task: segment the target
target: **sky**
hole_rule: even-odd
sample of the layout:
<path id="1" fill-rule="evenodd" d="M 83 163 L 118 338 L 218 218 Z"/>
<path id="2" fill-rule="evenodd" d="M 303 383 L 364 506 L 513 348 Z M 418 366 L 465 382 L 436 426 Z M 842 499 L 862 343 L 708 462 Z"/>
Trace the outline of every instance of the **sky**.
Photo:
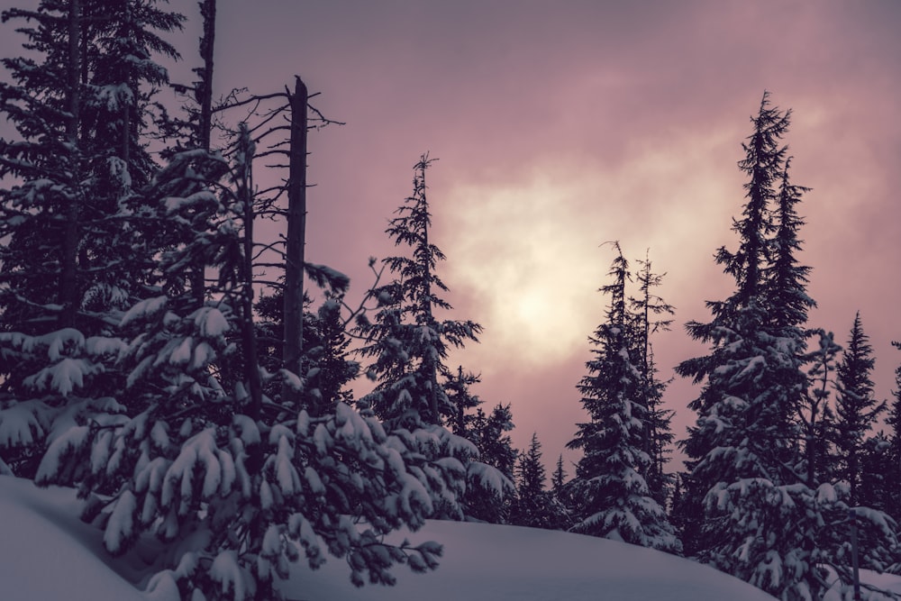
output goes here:
<path id="1" fill-rule="evenodd" d="M 173 79 L 187 82 L 199 15 L 195 2 L 171 5 L 190 18 L 170 38 L 185 57 Z M 793 111 L 793 179 L 813 188 L 799 209 L 819 305 L 809 325 L 844 342 L 860 311 L 877 395 L 889 396 L 899 26 L 892 0 L 220 0 L 214 85 L 266 94 L 298 75 L 346 123 L 310 136 L 306 256 L 350 276 L 351 300 L 372 284 L 368 259 L 396 250 L 384 231 L 413 166 L 439 159 L 430 236 L 448 258 L 450 316 L 484 327 L 449 364 L 481 373 L 474 392 L 512 405 L 514 444 L 537 433 L 552 463 L 587 418 L 575 387 L 606 306 L 605 242 L 667 274 L 658 292 L 677 312 L 654 341 L 660 375 L 705 351 L 684 323 L 731 292 L 713 255 L 736 247 L 736 162 L 764 90 Z M 667 391 L 677 438 L 696 396 L 678 378 Z M 572 474 L 578 457 L 565 456 Z"/>

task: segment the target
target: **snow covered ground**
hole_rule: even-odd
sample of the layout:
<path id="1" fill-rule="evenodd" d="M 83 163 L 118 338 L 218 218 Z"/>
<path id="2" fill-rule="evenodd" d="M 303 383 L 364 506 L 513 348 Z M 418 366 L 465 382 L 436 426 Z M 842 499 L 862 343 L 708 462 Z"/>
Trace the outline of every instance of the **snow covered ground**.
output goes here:
<path id="1" fill-rule="evenodd" d="M 4 601 L 177 601 L 136 588 L 146 576 L 141 560 L 109 558 L 100 533 L 77 519 L 78 506 L 71 490 L 41 490 L 28 481 L 0 477 Z M 578 534 L 430 522 L 410 540 L 444 545 L 437 571 L 420 575 L 399 567 L 396 587 L 357 589 L 343 561 L 332 559 L 318 571 L 297 566 L 282 590 L 296 601 L 772 599 L 706 566 Z M 901 591 L 901 578 L 873 578 Z"/>

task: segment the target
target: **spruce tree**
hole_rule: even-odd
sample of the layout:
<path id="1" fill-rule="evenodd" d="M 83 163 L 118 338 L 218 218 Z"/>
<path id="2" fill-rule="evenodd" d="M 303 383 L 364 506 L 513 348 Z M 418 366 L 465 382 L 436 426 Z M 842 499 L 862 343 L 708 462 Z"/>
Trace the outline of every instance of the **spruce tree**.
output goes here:
<path id="1" fill-rule="evenodd" d="M 704 561 L 781 598 L 818 598 L 827 587 L 824 566 L 850 581 L 841 542 L 848 511 L 845 491 L 830 483 L 816 489 L 797 471 L 800 440 L 796 415 L 806 395 L 803 371 L 805 323 L 813 300 L 800 249 L 794 205 L 805 190 L 787 179 L 781 139 L 790 111 L 764 94 L 739 168 L 749 177 L 735 252 L 716 260 L 735 281 L 724 301 L 709 301 L 713 319 L 689 323 L 710 354 L 680 363 L 677 371 L 702 383 L 689 406 L 697 414 L 685 450 L 690 473 L 682 514 L 703 515 L 690 547 Z M 896 544 L 884 516 L 865 514 L 871 536 L 865 562 L 884 568 Z"/>
<path id="2" fill-rule="evenodd" d="M 643 474 L 651 459 L 648 448 L 645 382 L 638 367 L 635 320 L 627 311 L 629 264 L 618 243 L 601 291 L 610 296 L 606 321 L 589 339 L 594 358 L 579 382 L 590 421 L 578 424 L 568 447 L 584 452 L 571 484 L 575 532 L 624 541 L 670 552 L 681 544 L 663 508 L 651 496 Z"/>
<path id="3" fill-rule="evenodd" d="M 835 396 L 835 452 L 838 476 L 851 487 L 851 503 L 861 501 L 861 461 L 867 435 L 886 410 L 873 396 L 870 373 L 876 360 L 869 337 L 863 331 L 860 313 L 854 315 L 848 343 L 838 365 Z"/>
<path id="4" fill-rule="evenodd" d="M 0 140 L 0 456 L 32 476 L 53 433 L 122 410 L 115 324 L 159 250 L 136 192 L 155 169 L 144 137 L 166 72 L 154 59 L 177 56 L 159 34 L 182 17 L 69 0 L 3 18 L 24 22 L 34 52 L 5 59 L 0 83 L 16 132 Z"/>
<path id="5" fill-rule="evenodd" d="M 511 524 L 518 526 L 559 530 L 565 524 L 565 511 L 551 491 L 545 488 L 547 477 L 542 460 L 542 443 L 532 433 L 529 448 L 516 462 L 516 499 Z"/>
<path id="6" fill-rule="evenodd" d="M 651 457 L 651 463 L 644 477 L 651 496 L 661 506 L 666 506 L 672 486 L 672 477 L 666 473 L 665 466 L 669 460 L 670 445 L 674 439 L 669 427 L 674 412 L 662 405 L 663 393 L 668 383 L 658 377 L 651 338 L 657 332 L 669 329 L 672 323 L 669 317 L 673 314 L 674 308 L 653 292 L 654 288 L 660 286 L 666 274 L 653 273 L 651 260 L 647 256 L 638 262 L 641 269 L 635 278 L 639 285 L 639 296 L 630 298 L 630 308 L 637 332 L 634 352 L 639 358 L 638 369 L 642 381 L 642 405 L 647 410 L 647 433 L 644 440 L 645 451 Z"/>
<path id="7" fill-rule="evenodd" d="M 395 245 L 407 247 L 410 255 L 384 260 L 394 279 L 372 292 L 378 304 L 376 321 L 360 330 L 366 338 L 361 354 L 375 360 L 369 375 L 378 382 L 362 400 L 391 429 L 438 425 L 456 415 L 441 386 L 451 376 L 444 360 L 450 348 L 478 341 L 481 332 L 474 322 L 440 321 L 436 315 L 451 307 L 439 296 L 448 291 L 436 273 L 444 254 L 429 241 L 425 171 L 432 162 L 423 155 L 414 167 L 413 195 L 387 230 Z"/>
<path id="8" fill-rule="evenodd" d="M 892 346 L 901 349 L 901 341 L 892 341 Z M 887 463 L 886 489 L 888 494 L 887 513 L 901 521 L 901 366 L 895 369 L 894 398 L 888 407 L 886 424 L 888 426 L 888 460 Z"/>
<path id="9" fill-rule="evenodd" d="M 819 343 L 815 351 L 807 355 L 808 387 L 802 410 L 799 414 L 804 439 L 804 467 L 808 487 L 828 482 L 835 476 L 832 460 L 832 441 L 835 415 L 829 403 L 834 385 L 836 355 L 842 347 L 835 343 L 832 332 L 816 332 Z"/>
<path id="10" fill-rule="evenodd" d="M 226 148 L 182 141 L 159 169 L 138 160 L 147 115 L 127 102 L 140 107 L 146 96 L 123 86 L 149 81 L 141 69 L 150 52 L 134 44 L 150 38 L 129 28 L 152 4 L 48 1 L 11 14 L 38 23 L 26 34 L 48 59 L 7 63 L 16 85 L 0 92 L 22 138 L 0 144 L 14 182 L 2 191 L 0 237 L 15 242 L 3 247 L 0 274 L 4 457 L 46 444 L 16 459 L 34 460 L 40 485 L 77 487 L 84 519 L 103 528 L 110 552 L 155 534 L 149 594 L 160 598 L 278 599 L 289 561 L 304 556 L 315 568 L 326 553 L 345 560 L 358 585 L 392 583 L 396 563 L 432 569 L 440 545 L 385 537 L 416 530 L 439 500 L 459 514 L 463 465 L 450 453 L 423 457 L 435 438 L 402 440 L 338 399 L 314 412 L 267 395 L 273 379 L 302 390 L 310 373 L 260 369 L 253 223 L 279 194 L 253 185 L 254 163 L 268 153 L 257 150 L 261 139 L 241 123 Z M 112 18 L 83 28 L 105 5 Z M 117 70 L 129 62 L 133 78 Z M 33 250 L 42 280 L 25 273 L 23 251 L 41 227 L 59 233 Z M 118 248 L 128 236 L 123 265 L 105 263 L 99 245 Z M 192 287 L 197 266 L 213 274 L 203 295 Z M 346 287 L 340 274 L 305 267 L 331 293 Z M 122 273 L 121 291 L 87 294 L 91 282 Z M 438 442 L 469 451 L 450 436 Z"/>
<path id="11" fill-rule="evenodd" d="M 384 260 L 392 281 L 370 291 L 378 303 L 374 321 L 364 321 L 359 352 L 372 360 L 368 376 L 377 382 L 359 401 L 364 412 L 381 419 L 388 433 L 410 449 L 418 449 L 432 469 L 453 480 L 458 469 L 466 481 L 485 487 L 503 498 L 513 488 L 506 476 L 478 460 L 476 444 L 451 433 L 444 423 L 458 418 L 443 382 L 452 379 L 445 360 L 451 348 L 478 341 L 481 326 L 471 321 L 440 320 L 450 305 L 439 295 L 448 288 L 436 273 L 445 257 L 430 241 L 432 214 L 425 171 L 433 159 L 423 155 L 414 166 L 413 194 L 396 212 L 387 233 L 408 254 Z M 450 472 L 454 472 L 453 474 Z M 454 480 L 456 481 L 456 480 Z M 434 498 L 435 517 L 462 519 L 465 487 L 445 490 Z"/>

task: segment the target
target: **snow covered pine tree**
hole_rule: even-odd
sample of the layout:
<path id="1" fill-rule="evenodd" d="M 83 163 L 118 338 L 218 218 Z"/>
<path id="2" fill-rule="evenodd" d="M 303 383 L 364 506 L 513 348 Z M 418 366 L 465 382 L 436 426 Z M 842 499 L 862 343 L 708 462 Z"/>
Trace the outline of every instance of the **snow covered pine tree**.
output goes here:
<path id="1" fill-rule="evenodd" d="M 0 145 L 14 178 L 0 203 L 14 241 L 0 274 L 0 470 L 78 487 L 111 552 L 155 534 L 163 546 L 145 584 L 163 597 L 278 599 L 289 561 L 305 555 L 314 568 L 326 551 L 356 584 L 390 584 L 396 563 L 434 568 L 440 545 L 384 537 L 422 525 L 458 470 L 405 463 L 415 453 L 404 441 L 344 403 L 311 414 L 254 384 L 304 386 L 253 358 L 252 223 L 270 199 L 252 185 L 247 127 L 222 151 L 181 141 L 165 168 L 144 160 L 140 87 L 165 77 L 150 49 L 171 49 L 135 28 L 181 22 L 153 5 L 69 0 L 8 14 L 38 23 L 24 31 L 47 60 L 6 61 L 18 85 L 0 88 L 22 137 Z M 89 18 L 101 10 L 107 18 Z M 47 227 L 60 235 L 38 240 Z M 107 264 L 101 247 L 119 252 L 126 239 L 136 244 L 122 264 Z M 30 268 L 29 253 L 50 270 Z M 187 285 L 197 266 L 215 276 L 205 294 Z"/>
<path id="2" fill-rule="evenodd" d="M 572 530 L 679 553 L 682 545 L 644 478 L 651 458 L 645 380 L 637 367 L 642 332 L 626 305 L 629 263 L 618 242 L 614 248 L 614 283 L 601 288 L 611 296 L 606 322 L 589 338 L 594 359 L 578 387 L 591 421 L 579 423 L 567 445 L 585 453 L 569 485 Z"/>

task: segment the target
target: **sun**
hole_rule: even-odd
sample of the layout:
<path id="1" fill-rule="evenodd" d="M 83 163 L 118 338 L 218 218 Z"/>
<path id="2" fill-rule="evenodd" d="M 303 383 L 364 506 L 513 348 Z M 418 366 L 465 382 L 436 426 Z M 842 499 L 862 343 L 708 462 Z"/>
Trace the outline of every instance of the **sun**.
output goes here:
<path id="1" fill-rule="evenodd" d="M 601 275 L 594 232 L 567 205 L 565 188 L 470 188 L 455 207 L 447 281 L 462 288 L 482 323 L 482 347 L 530 363 L 569 357 L 584 347 Z M 571 203 L 569 203 L 571 205 Z M 469 315 L 468 315 L 469 316 Z"/>

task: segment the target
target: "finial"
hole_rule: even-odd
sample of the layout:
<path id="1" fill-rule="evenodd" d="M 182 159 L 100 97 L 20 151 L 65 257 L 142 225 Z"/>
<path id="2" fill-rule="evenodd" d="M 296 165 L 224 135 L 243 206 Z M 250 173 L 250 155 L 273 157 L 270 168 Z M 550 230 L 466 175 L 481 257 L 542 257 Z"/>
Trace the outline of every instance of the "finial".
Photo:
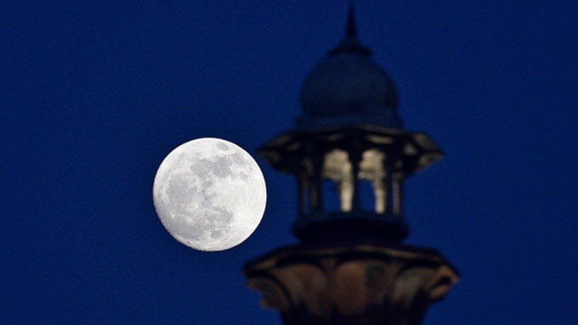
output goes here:
<path id="1" fill-rule="evenodd" d="M 347 15 L 347 25 L 345 27 L 345 35 L 347 37 L 357 36 L 357 28 L 355 26 L 355 13 L 354 12 L 354 1 L 349 1 L 349 11 Z"/>

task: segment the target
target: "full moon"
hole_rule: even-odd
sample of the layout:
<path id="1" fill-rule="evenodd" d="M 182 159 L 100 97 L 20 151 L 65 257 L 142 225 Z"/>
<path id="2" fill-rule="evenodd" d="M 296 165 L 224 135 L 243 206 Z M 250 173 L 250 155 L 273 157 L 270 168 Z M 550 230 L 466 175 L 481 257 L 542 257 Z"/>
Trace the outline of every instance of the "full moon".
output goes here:
<path id="1" fill-rule="evenodd" d="M 259 226 L 267 202 L 263 174 L 235 144 L 215 138 L 184 143 L 161 163 L 153 185 L 156 214 L 181 243 L 222 251 Z"/>

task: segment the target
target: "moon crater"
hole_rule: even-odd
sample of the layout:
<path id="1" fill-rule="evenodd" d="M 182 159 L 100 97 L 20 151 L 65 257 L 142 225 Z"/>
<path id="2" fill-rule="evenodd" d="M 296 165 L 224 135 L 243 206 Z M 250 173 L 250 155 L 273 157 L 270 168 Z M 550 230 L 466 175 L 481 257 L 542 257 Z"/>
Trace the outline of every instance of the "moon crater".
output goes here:
<path id="1" fill-rule="evenodd" d="M 257 162 L 237 145 L 203 138 L 164 159 L 153 186 L 155 209 L 177 240 L 220 251 L 246 240 L 264 212 L 265 181 Z"/>

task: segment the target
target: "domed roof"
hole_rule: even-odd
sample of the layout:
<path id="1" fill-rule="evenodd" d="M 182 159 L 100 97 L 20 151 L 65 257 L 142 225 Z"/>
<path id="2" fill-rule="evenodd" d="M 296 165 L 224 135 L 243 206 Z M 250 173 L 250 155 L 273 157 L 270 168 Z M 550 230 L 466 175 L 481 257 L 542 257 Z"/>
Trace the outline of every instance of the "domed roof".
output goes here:
<path id="1" fill-rule="evenodd" d="M 393 81 L 358 40 L 352 8 L 346 37 L 309 73 L 301 90 L 302 127 L 373 124 L 401 128 Z"/>

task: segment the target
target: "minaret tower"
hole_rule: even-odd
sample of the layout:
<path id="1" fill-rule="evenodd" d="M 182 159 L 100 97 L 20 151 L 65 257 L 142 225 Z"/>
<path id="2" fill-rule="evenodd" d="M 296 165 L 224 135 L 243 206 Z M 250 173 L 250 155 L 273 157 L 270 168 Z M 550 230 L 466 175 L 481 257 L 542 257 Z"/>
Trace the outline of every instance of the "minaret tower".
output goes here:
<path id="1" fill-rule="evenodd" d="M 307 76 L 296 127 L 259 150 L 297 179 L 300 242 L 243 272 L 286 325 L 421 324 L 459 277 L 435 250 L 402 244 L 403 183 L 442 152 L 403 129 L 394 85 L 358 39 L 351 5 L 345 29 Z"/>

.....

> _REQUIRED TASK_: Return each line of the records that contains the string "moon".

> _EXERCISE RESULT_:
target: "full moon"
Trace the outline of every instance of the "full moon".
target: "moon crater"
Trace the outline of every instance of the "moon crater".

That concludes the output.